[Start of Source data]

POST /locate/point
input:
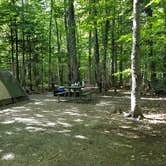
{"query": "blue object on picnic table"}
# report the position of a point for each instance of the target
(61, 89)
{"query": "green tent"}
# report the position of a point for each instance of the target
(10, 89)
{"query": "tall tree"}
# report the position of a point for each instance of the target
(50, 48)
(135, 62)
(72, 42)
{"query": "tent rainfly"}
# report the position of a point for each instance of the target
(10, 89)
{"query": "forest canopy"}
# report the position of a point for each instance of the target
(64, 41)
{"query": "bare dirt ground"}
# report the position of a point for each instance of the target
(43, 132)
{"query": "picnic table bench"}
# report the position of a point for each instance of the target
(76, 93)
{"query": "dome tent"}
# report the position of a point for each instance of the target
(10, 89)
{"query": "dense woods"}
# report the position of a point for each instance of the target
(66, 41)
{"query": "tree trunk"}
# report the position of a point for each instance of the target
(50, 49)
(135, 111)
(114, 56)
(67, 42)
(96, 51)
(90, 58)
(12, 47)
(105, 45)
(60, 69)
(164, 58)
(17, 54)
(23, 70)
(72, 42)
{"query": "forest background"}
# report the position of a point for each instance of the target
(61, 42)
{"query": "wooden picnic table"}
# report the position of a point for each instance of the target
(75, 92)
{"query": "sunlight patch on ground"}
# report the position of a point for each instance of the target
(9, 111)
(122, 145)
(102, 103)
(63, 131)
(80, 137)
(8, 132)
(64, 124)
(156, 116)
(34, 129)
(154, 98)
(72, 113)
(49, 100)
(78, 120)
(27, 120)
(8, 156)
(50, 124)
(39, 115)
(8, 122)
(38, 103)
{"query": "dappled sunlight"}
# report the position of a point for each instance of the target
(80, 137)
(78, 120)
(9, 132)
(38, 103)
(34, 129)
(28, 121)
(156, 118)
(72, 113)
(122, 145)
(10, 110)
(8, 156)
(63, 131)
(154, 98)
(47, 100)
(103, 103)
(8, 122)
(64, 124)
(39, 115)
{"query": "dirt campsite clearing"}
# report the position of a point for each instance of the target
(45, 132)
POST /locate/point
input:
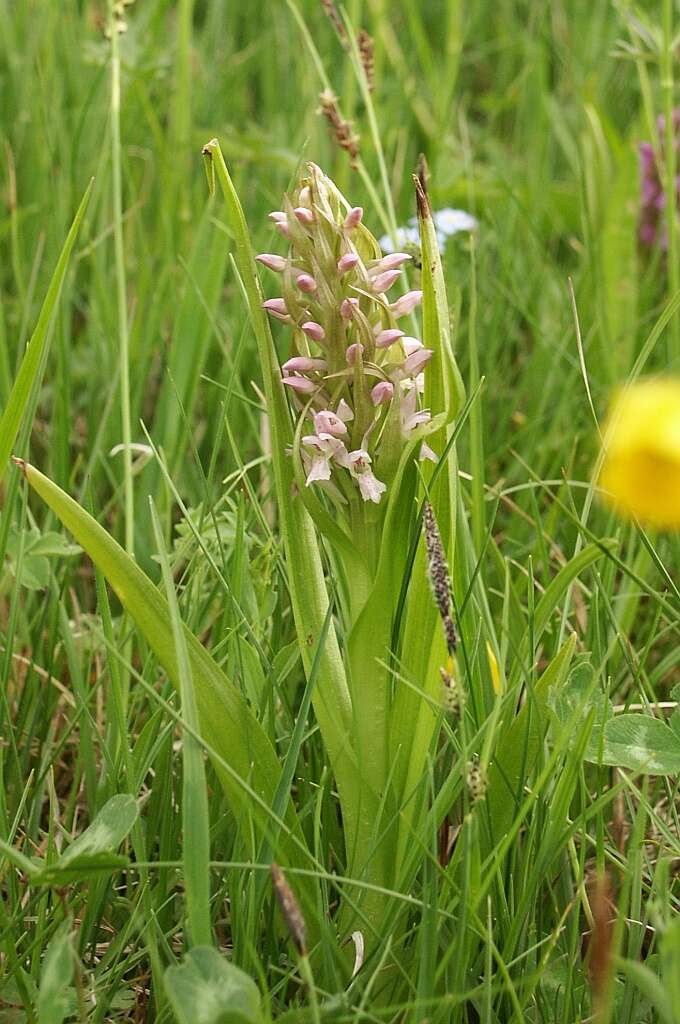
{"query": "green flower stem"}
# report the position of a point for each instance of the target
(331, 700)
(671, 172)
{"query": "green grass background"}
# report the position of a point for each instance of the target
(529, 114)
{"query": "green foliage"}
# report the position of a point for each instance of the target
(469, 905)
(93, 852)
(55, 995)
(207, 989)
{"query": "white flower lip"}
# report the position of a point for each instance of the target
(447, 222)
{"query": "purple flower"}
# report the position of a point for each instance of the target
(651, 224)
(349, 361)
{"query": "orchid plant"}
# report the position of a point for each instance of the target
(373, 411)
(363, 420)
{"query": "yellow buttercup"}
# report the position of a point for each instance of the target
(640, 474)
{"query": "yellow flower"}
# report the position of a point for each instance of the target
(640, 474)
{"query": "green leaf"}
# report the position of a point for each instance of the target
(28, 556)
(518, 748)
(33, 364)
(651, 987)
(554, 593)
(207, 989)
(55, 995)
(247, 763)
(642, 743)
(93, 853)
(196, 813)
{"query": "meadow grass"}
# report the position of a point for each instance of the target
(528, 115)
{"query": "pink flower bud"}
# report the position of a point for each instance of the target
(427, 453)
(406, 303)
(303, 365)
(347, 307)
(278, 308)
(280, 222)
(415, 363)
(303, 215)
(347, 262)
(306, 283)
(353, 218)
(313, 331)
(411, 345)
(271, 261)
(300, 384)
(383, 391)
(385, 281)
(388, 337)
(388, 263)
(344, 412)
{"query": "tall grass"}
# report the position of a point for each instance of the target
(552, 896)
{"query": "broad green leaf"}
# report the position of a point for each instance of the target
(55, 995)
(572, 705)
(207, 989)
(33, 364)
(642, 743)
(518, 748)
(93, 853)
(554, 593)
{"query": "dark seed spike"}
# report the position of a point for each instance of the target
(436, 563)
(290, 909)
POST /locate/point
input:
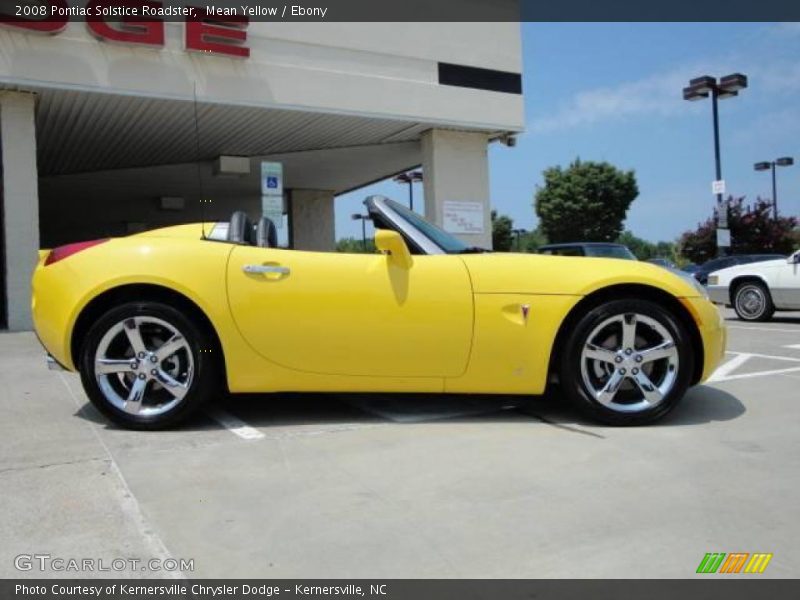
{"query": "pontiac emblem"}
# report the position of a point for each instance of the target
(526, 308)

[End of Source data]

▶ _Work to complete_
Repeat the material above word for word and skip every image in it.

▶ _Task result_
POST /locate/point
input:
{"query": "blue object on picnic table"}
# report the position of a point for each instance of the target
(61, 89)
{"query": "green tent"}
# report the position of a point for each instance of the target
(10, 89)
{"query": "tall tree"}
# report the position of a point for each instance of the target
(50, 48)
(135, 62)
(72, 42)
{"query": "tent rainfly"}
# report the position of a point for each instance of the target
(10, 89)
{"query": "forest canopy"}
# report the position of a point for each instance of the target
(64, 41)
{"query": "bare dirt ground"}
# report the position of a point for each instance of the target
(43, 132)
{"query": "picnic table bench"}
# report the position of a point for each instance of the target
(76, 93)
{"query": "dome tent"}
# report the position of a point for each instance of the target
(10, 89)
{"query": "dense woods"}
# report the position of a point for each instance of the target
(66, 41)
{"query": "tree trunk"}
# report the position of a point for each instance of the target
(50, 49)
(135, 111)
(114, 56)
(67, 42)
(96, 51)
(90, 58)
(12, 47)
(105, 45)
(60, 69)
(164, 58)
(17, 54)
(23, 70)
(72, 42)
{"query": "forest background"}
# report the position of a point for each instance of the target
(61, 42)
{"query": "wooden picnic table"}
# report the position of a point for each instance of the target
(75, 92)
{"query": "sunlight patch on ground"}
# report the position of a point for each instance of the target
(9, 111)
(122, 145)
(102, 103)
(63, 131)
(80, 137)
(8, 132)
(64, 124)
(156, 116)
(34, 129)
(154, 98)
(72, 113)
(49, 100)
(78, 120)
(27, 120)
(8, 156)
(50, 124)
(39, 115)
(8, 122)
(38, 103)
{"query": "dappled sunlight"}
# report the position of a point for each instance of the target
(80, 137)
(78, 120)
(9, 132)
(38, 103)
(34, 129)
(28, 121)
(156, 118)
(72, 113)
(122, 145)
(10, 110)
(8, 156)
(63, 131)
(154, 98)
(47, 100)
(103, 103)
(8, 122)
(64, 124)
(39, 115)
{"query": "dirt campsite clearing"}
# report the position of a point for each instance of the target
(45, 132)
POST /locate/point
input:
{"query": "green flower stem"}
# report the position of a point for each instance of the target
(331, 700)
(671, 172)
{"query": "green grass background"}
# report the position of a point for each instance of the target
(529, 114)
{"query": "green foliage"}
# report the position of a point for each instance of the target
(469, 905)
(93, 852)
(55, 995)
(207, 989)
{"query": "white flower lip"}
# report the position of a point for each instance of the target
(447, 222)
{"query": "purple flower"}
# report the position of a point for each instance of the target
(651, 224)
(349, 361)
{"query": "orchid plant"}
# report the position of a point for each instance of the target
(373, 411)
(363, 420)
{"query": "yellow buttercup"}
# report the position of a point for each instance of the target
(640, 474)
{"query": "yellow flower"}
# report the position of a point for each instance of the target
(640, 474)
{"query": "green leaf"}
# report the position of a point for each instance of the target
(28, 556)
(518, 748)
(33, 364)
(651, 987)
(554, 593)
(207, 989)
(55, 995)
(247, 763)
(642, 743)
(93, 853)
(196, 813)
{"query": "meadow grass"}
# report the position of a point for each instance of the target
(528, 115)
{"query": "pink flower bud"}
# report the position of a point for each instance of the target
(427, 453)
(406, 303)
(303, 365)
(347, 307)
(278, 308)
(280, 222)
(415, 363)
(303, 215)
(347, 262)
(306, 283)
(353, 218)
(313, 331)
(411, 345)
(271, 261)
(300, 384)
(383, 391)
(385, 281)
(388, 337)
(388, 263)
(344, 412)
{"query": "tall grass"}
# report the position of a point for each instance of the target
(552, 896)
{"query": "broad green leaf"}
# report the position of a point for each instance of the target
(55, 995)
(572, 705)
(207, 989)
(33, 364)
(642, 743)
(518, 748)
(93, 853)
(554, 593)
{"query": "dark seed spike"}
# report the position of a point for each instance of the target
(436, 563)
(290, 909)
POST /locate/point
input:
{"query": "pontiac emblem"}
# report the position of a point for each instance of the target
(526, 308)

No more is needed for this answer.